-- START --

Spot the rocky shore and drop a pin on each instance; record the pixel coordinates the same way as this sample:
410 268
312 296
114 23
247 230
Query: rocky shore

-- END --

• **AIM**
Reproduce every one of the entries above line for line, without any alteration.

• **TASK OUTPUT**
Spot the rocky shore and drop a pin on each instance; record the pixel coordinates the same way as this sample:
410 268
312 296
114 23
247 230
Query: rocky shore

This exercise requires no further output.